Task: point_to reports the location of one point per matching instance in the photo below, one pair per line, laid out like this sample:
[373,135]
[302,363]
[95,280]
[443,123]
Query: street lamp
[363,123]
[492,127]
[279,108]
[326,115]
===============
» Aim of the task
Please repeat the data in full so that nothing differs from the original.

» Solution
Task: point_to reports the location of one point per matching instance in the photo below, one pair per line, laid out like this sample:
[373,135]
[302,363]
[95,280]
[443,123]
Query: street lamp
[363,123]
[492,127]
[279,108]
[326,115]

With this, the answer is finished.